* THE EXERCISE
Output the records from the line with "Locate every scattered rock in this frame." through the line with "[451,56,459,115]", both included, as a Markdown table with a Row column holding a running number and a Line column holding each line, leaving out blank lines.
# START OF INPUT RECORDS
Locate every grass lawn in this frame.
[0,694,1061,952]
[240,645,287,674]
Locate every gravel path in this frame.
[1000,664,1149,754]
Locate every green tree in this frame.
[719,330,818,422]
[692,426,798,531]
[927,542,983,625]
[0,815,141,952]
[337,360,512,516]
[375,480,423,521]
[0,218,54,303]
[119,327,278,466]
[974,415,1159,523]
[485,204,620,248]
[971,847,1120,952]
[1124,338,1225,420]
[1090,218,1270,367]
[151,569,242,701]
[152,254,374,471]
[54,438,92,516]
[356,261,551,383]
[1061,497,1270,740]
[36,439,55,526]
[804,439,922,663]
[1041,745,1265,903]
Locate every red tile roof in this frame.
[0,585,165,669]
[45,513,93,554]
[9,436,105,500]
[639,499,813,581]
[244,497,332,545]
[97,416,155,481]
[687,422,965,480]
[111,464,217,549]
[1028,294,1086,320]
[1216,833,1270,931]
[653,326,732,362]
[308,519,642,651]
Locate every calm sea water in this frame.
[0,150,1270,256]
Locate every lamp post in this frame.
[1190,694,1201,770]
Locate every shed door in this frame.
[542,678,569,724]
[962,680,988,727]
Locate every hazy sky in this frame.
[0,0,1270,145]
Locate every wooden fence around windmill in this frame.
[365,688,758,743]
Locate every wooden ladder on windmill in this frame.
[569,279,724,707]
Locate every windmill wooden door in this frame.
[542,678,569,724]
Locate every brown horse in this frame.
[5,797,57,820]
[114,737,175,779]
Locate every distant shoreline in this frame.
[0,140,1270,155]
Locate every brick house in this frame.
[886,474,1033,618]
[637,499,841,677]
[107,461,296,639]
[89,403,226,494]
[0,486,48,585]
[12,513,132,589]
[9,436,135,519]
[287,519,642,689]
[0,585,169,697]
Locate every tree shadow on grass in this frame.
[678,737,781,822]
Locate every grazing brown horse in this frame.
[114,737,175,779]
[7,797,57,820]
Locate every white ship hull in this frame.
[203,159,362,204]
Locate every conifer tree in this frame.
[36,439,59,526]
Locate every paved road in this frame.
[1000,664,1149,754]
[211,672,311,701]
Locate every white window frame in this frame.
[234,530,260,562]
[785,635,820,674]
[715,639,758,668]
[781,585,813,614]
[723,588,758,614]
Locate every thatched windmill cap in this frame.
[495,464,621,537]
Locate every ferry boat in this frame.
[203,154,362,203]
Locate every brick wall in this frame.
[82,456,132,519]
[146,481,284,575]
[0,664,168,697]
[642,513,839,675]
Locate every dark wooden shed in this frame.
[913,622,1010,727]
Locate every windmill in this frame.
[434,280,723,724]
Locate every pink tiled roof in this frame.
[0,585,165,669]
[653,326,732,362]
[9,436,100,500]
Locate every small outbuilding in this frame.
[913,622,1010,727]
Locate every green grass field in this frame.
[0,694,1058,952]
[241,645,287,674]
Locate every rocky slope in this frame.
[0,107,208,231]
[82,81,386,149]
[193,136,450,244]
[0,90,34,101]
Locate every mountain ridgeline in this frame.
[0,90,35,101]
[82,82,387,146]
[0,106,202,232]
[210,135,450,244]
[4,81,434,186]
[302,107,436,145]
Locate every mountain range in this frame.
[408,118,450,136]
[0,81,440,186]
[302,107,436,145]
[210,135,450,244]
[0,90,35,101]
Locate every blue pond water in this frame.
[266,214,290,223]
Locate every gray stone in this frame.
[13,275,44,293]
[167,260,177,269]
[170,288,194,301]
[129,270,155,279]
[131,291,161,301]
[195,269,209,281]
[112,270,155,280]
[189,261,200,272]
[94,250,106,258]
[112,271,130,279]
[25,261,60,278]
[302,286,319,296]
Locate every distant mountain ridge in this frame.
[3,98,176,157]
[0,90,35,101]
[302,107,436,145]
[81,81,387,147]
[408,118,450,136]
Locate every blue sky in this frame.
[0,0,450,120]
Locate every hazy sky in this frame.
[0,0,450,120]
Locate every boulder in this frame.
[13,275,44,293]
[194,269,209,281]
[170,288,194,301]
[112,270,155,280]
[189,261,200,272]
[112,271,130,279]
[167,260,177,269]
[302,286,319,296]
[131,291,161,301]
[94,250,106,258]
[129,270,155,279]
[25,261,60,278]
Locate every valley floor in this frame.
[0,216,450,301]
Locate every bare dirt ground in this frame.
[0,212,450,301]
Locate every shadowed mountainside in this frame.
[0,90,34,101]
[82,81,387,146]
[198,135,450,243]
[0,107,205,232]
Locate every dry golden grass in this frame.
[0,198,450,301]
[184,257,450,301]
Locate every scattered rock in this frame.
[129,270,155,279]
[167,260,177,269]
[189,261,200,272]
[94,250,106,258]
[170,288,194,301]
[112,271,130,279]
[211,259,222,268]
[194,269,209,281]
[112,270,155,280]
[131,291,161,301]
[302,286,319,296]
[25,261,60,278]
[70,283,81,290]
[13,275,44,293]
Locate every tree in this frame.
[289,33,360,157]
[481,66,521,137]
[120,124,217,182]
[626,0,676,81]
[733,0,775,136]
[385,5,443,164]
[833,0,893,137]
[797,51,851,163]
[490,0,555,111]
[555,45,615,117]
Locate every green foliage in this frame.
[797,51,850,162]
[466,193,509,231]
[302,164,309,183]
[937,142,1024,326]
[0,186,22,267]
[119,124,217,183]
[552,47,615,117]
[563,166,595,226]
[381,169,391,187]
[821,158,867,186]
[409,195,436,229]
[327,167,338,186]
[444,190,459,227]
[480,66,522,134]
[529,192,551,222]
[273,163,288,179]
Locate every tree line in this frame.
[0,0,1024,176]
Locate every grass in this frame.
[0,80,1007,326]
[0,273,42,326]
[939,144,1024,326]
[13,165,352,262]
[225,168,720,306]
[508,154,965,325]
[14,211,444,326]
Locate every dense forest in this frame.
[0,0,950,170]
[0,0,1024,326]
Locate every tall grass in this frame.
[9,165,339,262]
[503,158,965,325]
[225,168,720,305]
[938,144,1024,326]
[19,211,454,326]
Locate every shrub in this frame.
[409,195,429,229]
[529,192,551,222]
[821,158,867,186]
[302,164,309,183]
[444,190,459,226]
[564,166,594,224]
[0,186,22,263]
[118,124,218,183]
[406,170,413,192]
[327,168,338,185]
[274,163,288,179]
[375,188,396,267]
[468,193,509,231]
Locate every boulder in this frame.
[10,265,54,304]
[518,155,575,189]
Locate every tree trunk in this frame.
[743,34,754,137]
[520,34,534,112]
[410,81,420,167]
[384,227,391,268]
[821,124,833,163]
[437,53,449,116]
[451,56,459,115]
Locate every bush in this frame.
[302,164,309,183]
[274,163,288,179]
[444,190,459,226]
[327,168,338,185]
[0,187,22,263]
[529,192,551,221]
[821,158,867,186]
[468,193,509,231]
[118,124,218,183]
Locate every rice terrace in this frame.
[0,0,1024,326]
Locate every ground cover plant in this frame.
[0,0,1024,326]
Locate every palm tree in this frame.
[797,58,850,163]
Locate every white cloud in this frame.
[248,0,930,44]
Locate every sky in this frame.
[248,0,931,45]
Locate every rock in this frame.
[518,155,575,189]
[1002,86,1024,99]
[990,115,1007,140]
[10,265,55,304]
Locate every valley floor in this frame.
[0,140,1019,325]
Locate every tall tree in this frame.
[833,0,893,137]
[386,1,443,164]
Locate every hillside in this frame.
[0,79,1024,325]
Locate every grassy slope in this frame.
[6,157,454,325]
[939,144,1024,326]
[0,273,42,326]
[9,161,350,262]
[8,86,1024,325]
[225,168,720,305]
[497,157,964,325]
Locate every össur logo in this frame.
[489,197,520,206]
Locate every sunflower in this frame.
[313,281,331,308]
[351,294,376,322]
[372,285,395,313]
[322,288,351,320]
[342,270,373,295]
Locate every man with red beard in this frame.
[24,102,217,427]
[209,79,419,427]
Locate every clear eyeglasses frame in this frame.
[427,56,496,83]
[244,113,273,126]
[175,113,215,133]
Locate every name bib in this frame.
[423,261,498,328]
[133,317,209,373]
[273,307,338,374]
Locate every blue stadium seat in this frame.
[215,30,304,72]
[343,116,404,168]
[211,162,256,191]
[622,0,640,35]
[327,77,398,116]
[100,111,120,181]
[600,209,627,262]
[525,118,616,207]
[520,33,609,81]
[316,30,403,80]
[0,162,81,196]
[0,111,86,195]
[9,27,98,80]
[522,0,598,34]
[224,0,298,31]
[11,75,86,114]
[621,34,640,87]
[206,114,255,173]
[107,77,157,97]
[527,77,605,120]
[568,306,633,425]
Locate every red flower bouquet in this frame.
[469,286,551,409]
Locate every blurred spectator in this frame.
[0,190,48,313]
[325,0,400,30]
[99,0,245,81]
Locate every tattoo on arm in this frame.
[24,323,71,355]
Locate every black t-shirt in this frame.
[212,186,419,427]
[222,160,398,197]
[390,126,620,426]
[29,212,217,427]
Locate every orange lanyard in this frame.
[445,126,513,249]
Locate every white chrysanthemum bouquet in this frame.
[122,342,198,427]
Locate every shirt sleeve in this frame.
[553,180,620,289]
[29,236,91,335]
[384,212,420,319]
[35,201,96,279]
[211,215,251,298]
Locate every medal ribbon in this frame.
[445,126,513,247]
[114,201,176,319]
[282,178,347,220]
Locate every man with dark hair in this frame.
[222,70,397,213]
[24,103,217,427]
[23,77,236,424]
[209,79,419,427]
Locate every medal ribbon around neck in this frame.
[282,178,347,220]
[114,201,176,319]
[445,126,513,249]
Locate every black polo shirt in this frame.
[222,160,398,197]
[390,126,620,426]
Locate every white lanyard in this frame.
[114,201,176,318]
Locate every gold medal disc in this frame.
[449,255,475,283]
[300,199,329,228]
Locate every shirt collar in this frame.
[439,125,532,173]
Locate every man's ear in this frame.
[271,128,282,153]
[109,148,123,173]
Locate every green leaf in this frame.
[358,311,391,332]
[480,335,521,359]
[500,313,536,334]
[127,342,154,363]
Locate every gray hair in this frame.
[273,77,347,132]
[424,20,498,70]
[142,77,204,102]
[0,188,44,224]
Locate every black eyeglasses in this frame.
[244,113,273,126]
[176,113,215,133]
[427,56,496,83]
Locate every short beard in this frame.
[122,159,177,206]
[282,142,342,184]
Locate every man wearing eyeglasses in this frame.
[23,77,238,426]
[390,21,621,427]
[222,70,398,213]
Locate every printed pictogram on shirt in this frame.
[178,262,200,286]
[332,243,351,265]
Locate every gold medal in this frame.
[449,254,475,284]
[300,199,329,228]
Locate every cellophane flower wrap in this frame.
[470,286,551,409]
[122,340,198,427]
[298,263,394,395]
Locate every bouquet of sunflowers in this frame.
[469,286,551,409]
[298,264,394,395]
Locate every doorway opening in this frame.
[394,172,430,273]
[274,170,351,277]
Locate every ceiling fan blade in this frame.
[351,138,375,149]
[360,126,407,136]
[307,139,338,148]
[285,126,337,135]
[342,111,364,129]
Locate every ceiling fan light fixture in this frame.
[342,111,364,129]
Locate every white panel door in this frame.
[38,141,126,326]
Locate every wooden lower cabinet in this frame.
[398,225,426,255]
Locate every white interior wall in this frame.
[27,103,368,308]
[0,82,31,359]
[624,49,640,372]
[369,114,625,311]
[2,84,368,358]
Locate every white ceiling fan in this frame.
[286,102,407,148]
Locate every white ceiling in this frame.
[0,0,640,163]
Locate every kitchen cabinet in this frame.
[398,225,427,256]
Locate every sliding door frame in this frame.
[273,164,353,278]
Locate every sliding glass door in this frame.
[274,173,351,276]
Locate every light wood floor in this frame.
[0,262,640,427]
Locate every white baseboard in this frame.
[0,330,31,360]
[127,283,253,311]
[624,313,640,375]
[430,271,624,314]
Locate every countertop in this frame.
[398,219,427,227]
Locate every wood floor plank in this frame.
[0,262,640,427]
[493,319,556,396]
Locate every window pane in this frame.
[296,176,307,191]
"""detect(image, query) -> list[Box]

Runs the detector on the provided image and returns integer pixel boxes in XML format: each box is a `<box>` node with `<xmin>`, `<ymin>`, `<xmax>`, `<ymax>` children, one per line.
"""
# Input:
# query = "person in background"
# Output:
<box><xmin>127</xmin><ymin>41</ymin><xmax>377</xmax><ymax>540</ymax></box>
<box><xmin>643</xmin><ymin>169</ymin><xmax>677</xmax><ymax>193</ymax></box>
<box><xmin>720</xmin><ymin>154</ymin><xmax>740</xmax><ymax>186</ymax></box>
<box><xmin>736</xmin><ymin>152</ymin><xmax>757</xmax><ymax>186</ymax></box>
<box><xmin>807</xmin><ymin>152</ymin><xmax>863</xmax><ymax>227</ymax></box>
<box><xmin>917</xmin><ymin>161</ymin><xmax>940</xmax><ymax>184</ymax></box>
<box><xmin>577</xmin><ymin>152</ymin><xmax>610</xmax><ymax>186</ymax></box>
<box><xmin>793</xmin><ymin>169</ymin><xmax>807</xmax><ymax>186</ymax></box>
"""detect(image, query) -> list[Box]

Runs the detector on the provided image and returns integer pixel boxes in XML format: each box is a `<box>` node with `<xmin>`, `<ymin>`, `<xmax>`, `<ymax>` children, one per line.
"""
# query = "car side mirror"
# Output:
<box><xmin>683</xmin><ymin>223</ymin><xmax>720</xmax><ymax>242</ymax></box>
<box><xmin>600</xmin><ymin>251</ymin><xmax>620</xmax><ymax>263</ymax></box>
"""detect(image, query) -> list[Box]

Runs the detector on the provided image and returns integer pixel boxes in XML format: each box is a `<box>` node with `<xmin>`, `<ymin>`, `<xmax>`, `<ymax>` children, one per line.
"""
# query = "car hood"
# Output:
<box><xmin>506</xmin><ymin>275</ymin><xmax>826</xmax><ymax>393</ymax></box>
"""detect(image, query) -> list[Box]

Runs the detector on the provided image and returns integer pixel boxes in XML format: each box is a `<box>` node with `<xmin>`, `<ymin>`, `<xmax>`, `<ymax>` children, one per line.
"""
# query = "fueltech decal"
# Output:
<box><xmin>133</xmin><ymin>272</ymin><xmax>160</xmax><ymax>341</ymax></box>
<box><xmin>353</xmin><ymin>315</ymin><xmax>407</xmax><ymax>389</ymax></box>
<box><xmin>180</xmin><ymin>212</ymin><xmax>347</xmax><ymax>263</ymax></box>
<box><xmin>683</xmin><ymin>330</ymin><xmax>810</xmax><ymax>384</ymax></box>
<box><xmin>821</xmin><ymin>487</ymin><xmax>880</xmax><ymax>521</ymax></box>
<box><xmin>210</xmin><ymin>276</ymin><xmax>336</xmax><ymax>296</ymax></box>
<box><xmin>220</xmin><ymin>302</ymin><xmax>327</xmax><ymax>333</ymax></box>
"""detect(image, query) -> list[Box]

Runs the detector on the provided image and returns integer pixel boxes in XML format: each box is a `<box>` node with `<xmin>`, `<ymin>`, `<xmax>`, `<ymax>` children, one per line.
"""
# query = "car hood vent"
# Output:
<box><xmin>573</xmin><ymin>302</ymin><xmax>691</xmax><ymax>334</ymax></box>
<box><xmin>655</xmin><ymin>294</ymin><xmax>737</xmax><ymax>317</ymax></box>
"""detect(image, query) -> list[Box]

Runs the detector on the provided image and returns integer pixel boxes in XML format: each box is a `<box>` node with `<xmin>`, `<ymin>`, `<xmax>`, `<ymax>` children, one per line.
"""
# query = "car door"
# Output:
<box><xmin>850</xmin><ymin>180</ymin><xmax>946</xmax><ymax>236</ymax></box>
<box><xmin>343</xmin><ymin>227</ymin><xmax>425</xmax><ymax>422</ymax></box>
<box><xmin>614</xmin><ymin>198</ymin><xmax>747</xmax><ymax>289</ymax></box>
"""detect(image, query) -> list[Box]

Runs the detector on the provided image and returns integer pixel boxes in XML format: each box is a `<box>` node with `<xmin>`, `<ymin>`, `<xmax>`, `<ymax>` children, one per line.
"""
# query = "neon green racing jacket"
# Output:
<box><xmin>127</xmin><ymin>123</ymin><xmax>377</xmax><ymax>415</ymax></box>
# END OF INPUT RECORDS
* SOLUTION TO THE PROBLEM
| Row | Line |
|---|---|
| 1 | Locate every scattered rock in this frame. |
| 2 | [129,270,155,279] |
| 3 | [167,260,177,269] |
| 4 | [189,261,200,272] |
| 5 | [94,250,106,258] |
| 6 | [170,288,194,301] |
| 7 | [112,271,130,279] |
| 8 | [211,259,222,268] |
| 9 | [194,269,209,281] |
| 10 | [112,270,155,280] |
| 11 | [131,291,161,301] |
| 12 | [302,286,319,296] |
| 13 | [25,261,60,278] |
| 14 | [70,283,81,290] |
| 15 | [13,275,44,293] |
| 16 | Locate every tree in this frame. |
| 17 | [289,33,360,157] |
| 18 | [481,66,521,137] |
| 19 | [120,124,217,182] |
| 20 | [626,0,676,81] |
| 21 | [733,0,775,136] |
| 22 | [385,5,443,164] |
| 23 | [833,0,893,137] |
| 24 | [797,51,851,163] |
| 25 | [490,0,555,111] |
| 26 | [555,45,615,117] |
| 27 | Locate every green foliage in this frame. |
| 28 | [797,51,850,162] |
| 29 | [466,193,509,231] |
| 30 | [302,164,309,183] |
| 31 | [937,142,1024,326] |
| 32 | [0,186,22,267] |
| 33 | [119,124,217,183] |
| 34 | [552,47,615,117] |
| 35 | [563,166,595,226] |
| 36 | [381,169,391,187] |
| 37 | [821,158,867,186] |
| 38 | [409,195,436,229] |
| 39 | [327,167,338,186] |
| 40 | [444,190,459,227] |
| 41 | [480,66,522,134] |
| 42 | [529,192,551,222] |
| 43 | [273,163,288,179] |
| 44 | Locate every tree line in this frame. |
| 45 | [0,0,1024,176] |
| 46 | Locate every grass in this frame. |
| 47 | [0,80,1007,326] |
| 48 | [0,273,42,326] |
| 49 | [939,144,1024,326] |
| 50 | [13,165,352,262] |
| 51 | [225,168,720,306] |
| 52 | [508,154,965,325] |
| 53 | [14,211,444,326] |
| 54 | Locate every dense forest in this frame. |
| 55 | [0,0,950,170] |
| 56 | [0,0,1024,326] |
| 57 | Locate every tall grass in this frame. |
| 58 | [9,165,339,262] |
| 59 | [503,158,965,325] |
| 60 | [225,168,720,305] |
| 61 | [938,144,1024,326] |
| 62 | [19,211,454,326] |
| 63 | Locate every shrub in this frame. |
| 64 | [409,195,429,229] |
| 65 | [529,192,551,222] |
| 66 | [821,158,867,186] |
| 67 | [302,164,309,183] |
| 68 | [444,190,459,226] |
| 69 | [564,166,594,224] |
| 70 | [0,186,22,263] |
| 71 | [118,124,218,183] |
| 72 | [406,170,413,192] |
| 73 | [327,168,338,185] |
| 74 | [274,163,288,179] |
| 75 | [375,188,396,267] |
| 76 | [468,193,509,231] |
| 77 | Locate every boulder in this frame. |
| 78 | [10,265,54,304] |
| 79 | [518,155,575,189] |
| 80 | Locate every tree trunk in this frame. |
| 81 | [743,34,754,137] |
| 82 | [520,34,534,112] |
| 83 | [410,81,420,167] |
| 84 | [384,227,391,268] |
| 85 | [821,124,833,163] |
| 86 | [437,53,449,116] |
| 87 | [451,56,459,115] |